* **Problem 1**
Write out the entire profile of M. B. Rajesh word for word.

* **Extracted text**
-------

M. B. Rajesh (born 12 March 1971) is an Indian politician who has served as the State Minister for Local Self-Governments and Excise of Kerala, since 2022. He previously served as the Speaker of the Kerala Legislative Assembly from 2021 to 2022 and represents Thrithala State Assembly Constituency since 2021.

He was a Member of the Lok Sabha representing Palakkad Lok Sabha Constituency from 2009 to 2019.

Life 
Rajesh is the eldest son of Balakrishnan Nair and M. K. Remani. He was born in Jalandhar, Punjab on 12 March 1971, in a Hindu family. A native of Kayiliad, Chalavara, Shornur in Palakkad District of Kerala, Rajesh is graduated in Law (LL.B) from Government Law College, Thiruvananthapuram under the University of Kerala and postgraduated in economics from the NSS College, Ottapalam affiliated to the University of Calicut. By profession, he is an advocate. Rajesh is married to Ninitha Kanicheri who is an Assistant Professor in Kalady Sanskrit University.

Political career 
Rajesh started his political life while he was a school student by organizing the SFI at the school level. Later he became the President and then-Secretary of SFI Kerala State Committee. He also held positions including the Joint Secretary and Vice President of SFI Central Committee. After his student life, he was active in the DYFI where he became the National President. Rajesh is now a member of the Kerala state committee of CPI(M). M B Rajesh is the current lawmaker from Thrithala legislative constituency in Palakkad district.

-------

[Extracted data rows]
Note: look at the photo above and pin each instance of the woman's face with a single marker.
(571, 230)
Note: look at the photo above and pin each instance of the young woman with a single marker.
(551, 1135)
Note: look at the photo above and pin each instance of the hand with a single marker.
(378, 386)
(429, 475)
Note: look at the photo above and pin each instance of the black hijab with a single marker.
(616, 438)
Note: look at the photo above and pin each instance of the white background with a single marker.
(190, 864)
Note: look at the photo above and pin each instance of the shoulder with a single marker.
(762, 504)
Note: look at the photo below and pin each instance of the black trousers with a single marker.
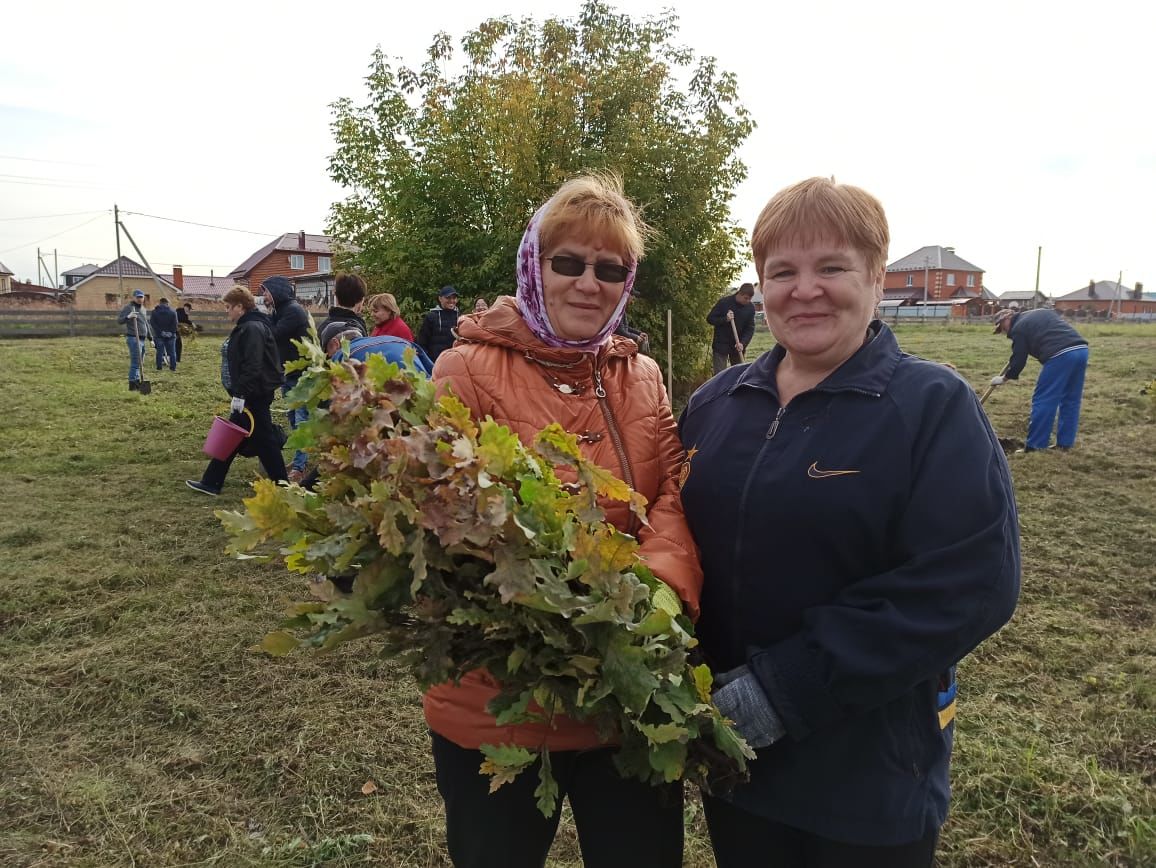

-------

* **Problem 2**
From the rows, pull out every line from the one containing "shoulder with a single marker." through the final row, copying each line unchanged. Omit the pictures.

* **Written solution 1**
M. B. Rajesh (born 12 March 1971) is an Indian politician who has served as the State Minister for Local Self-Governments and Excise of Kerala, since 2022. He previously served as the Speaker of the Kerala Legislative Assembly from 2021 to 2022 and represents Thrithala State Assembly Constituency since 2021.

He was a Member of the Lok Sabha representing Palakkad Lok Sabha Constituency from 2009 to 2019.

Life 
Rajesh is the eldest son of Balakrishnan Nair and M. K. Remani. He was born in Jalandhar, Punjab on 12 March 1971, in a Hindu family. A native of Kayiliad, Chalavara, Shornur in Palakkad District of Kerala, Rajesh is graduated in Law (LL.B) from Government Law College, Thiruvananthapuram under the University of Kerala and postgraduated in economics from the NSS College, Ottapalam affiliated to the University of Calicut. By profession, he is an advocate. Rajesh is married to Ninitha Kanicheri who is an Assistant Professor in Kalady Sanskrit University.

Political career 
Rajesh started his political life while he was a school student by organizing the SFI at the school level. Later he became the President and then-Secretary of SFI Kerala State Committee. He also held positions including the Joint Secretary and Vice President of SFI Central Committee. After his student life, he was active in the DYFI where he became the National President. Rajesh is now a member of the Kerala state committee of CPI(M). M B Rajesh is the current lawmaker from Thrithala legislative constituency in Palakkad district.

* **Written solution 2**
Note: look at the photo above and pin each instance of the shoulder with a single marker.
(762, 504)
Note: look at the photo below and pin each instance of the black trousers with a single marker.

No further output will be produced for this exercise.